Goal A —
According to the forum thread about Nibras International School, what curriculum does the school follow?
Goal B —
Copy the forum thread about Nibras International School between "They can be" and "group is Egyptian!", inclusive, substituting "British curriculum" for "US curriculum".

Text to read —
# HELP! Nibras International School



## Melly_Belly (Jul 7, 2015)

Hi guys,

I'm new to this forum (and hope I have posted this in the right place) but have been reading advice about another school I was considering previously, but turned it down.

I have now been offered a teaching position at Nibras International School in Dubai and would luv to know if anyone has worked there before (or is there now?) and has any info or advice about this school.

I have done some research but all I could find was one comment from 2010 from a user saying "run for the hills" and all the rest is info about results statistics. 

So is it still the same from the comment in 2010 or has it improved?

Any help would be greatly appreciated!


----------



## Stevesolar (Dec 21, 2012)

Melly_Belly said:


> Hi guys,
> 
> I'm new to this forum (and hope I have posted this in the right place) but have been reading advice about another school I was considering previously, but turned it down.
> 
> ...


Hi,
Did you check the KHDA reports for this school?
They can be found here:-
Government of Dubai | Knowledge and Human Development Authority | Search
Interestingly, the school is US curriculum, largest teacher group is British and largest student group is Egyptian!
That would make for an interesting and challenging day!
Cheers
Steve


----------



## Melly_Belly (Jul 7, 2015)

*Thanks Steve*

Hi Steve

Thanks for the link and it does seem an interesting mix but I really wanted to know what the school was like for new expat teachers as the only report I could find (that wasn't about the statistics of the school) was a negative one. 

Many thanks 

Mel


----------



## kelinuae (May 29, 2015)

Data extract —
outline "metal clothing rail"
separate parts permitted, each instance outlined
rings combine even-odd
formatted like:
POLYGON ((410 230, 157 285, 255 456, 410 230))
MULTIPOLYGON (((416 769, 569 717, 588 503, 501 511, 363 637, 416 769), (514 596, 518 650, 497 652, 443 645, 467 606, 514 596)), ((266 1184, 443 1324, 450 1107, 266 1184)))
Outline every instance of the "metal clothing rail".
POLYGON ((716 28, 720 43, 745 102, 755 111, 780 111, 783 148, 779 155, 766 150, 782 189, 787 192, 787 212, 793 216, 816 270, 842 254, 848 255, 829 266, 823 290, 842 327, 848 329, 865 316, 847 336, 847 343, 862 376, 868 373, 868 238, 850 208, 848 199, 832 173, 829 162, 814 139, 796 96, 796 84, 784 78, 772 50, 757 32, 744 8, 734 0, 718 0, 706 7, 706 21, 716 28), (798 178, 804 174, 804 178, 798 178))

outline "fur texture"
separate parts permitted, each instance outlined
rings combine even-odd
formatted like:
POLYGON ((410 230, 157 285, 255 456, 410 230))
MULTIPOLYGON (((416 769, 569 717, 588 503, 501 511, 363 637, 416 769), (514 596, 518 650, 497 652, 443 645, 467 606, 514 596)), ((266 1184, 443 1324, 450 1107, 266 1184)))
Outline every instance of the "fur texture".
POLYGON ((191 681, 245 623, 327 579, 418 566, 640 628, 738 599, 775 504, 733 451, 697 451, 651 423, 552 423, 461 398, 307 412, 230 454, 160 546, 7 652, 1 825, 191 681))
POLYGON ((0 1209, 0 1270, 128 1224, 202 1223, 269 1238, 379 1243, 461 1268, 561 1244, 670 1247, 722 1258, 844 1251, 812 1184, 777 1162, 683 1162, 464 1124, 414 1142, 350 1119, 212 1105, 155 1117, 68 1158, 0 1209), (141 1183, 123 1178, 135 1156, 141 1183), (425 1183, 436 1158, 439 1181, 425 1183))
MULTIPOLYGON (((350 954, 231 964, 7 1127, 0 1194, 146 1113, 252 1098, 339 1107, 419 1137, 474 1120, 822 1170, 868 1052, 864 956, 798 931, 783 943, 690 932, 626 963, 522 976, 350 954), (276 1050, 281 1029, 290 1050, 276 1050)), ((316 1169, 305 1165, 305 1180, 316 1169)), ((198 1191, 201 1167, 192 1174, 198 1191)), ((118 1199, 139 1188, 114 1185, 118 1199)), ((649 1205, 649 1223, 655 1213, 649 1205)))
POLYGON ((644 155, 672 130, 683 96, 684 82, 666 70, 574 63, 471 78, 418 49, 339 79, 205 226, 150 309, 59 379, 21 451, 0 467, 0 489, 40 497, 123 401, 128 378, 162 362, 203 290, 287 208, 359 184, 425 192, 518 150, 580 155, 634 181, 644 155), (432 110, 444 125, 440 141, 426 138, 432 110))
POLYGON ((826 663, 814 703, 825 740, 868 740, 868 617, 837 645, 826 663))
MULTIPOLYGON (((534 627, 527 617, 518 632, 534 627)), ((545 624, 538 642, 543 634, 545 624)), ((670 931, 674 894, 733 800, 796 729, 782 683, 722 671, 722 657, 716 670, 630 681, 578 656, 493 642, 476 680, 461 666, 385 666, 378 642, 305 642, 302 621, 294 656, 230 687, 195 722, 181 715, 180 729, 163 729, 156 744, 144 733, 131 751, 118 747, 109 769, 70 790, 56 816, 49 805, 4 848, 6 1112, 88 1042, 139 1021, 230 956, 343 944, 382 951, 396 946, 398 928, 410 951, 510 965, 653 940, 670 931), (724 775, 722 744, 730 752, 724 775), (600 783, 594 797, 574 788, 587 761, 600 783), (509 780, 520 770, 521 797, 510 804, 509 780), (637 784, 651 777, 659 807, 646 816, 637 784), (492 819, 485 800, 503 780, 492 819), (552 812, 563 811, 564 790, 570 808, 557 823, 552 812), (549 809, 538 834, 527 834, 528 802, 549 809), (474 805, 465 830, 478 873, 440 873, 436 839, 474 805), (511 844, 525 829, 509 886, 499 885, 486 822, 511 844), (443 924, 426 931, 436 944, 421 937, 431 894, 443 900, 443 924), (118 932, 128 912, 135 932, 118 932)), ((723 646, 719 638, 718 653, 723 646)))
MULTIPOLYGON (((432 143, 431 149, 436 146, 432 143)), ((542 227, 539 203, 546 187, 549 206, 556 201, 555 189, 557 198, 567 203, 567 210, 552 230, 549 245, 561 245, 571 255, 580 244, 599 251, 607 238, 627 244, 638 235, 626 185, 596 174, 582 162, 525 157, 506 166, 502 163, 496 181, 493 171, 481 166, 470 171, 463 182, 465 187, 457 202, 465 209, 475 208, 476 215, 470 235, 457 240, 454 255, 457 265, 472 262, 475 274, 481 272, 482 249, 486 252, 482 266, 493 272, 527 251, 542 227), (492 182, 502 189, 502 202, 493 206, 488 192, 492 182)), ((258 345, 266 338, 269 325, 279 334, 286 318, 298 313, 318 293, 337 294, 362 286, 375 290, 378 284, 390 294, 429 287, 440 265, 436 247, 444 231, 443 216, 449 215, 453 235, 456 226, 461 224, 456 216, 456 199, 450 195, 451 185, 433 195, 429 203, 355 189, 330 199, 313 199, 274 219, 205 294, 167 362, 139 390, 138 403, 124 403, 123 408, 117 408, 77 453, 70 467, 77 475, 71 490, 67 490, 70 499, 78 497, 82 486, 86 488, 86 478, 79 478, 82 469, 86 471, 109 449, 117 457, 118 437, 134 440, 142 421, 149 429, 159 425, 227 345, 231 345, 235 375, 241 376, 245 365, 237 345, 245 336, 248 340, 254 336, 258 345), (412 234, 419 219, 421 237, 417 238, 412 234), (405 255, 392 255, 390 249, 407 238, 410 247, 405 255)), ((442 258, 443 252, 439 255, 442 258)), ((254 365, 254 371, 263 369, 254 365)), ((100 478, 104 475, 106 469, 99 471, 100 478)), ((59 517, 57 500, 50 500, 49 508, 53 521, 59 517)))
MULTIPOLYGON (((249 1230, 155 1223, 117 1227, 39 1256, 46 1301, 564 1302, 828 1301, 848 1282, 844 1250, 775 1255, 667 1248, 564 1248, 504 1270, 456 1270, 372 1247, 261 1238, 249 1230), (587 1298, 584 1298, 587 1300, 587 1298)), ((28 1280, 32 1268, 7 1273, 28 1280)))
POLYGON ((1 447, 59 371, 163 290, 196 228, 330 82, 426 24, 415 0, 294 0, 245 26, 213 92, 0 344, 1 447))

Correct response A —
A US curriculum.

Correct response B —
They can be found here:-
Government of Dubai | Knowledge and Human Development Authority | Search
Interestingly, the school is British curriculum, largest teacher group is British and largest student group is Egyptian!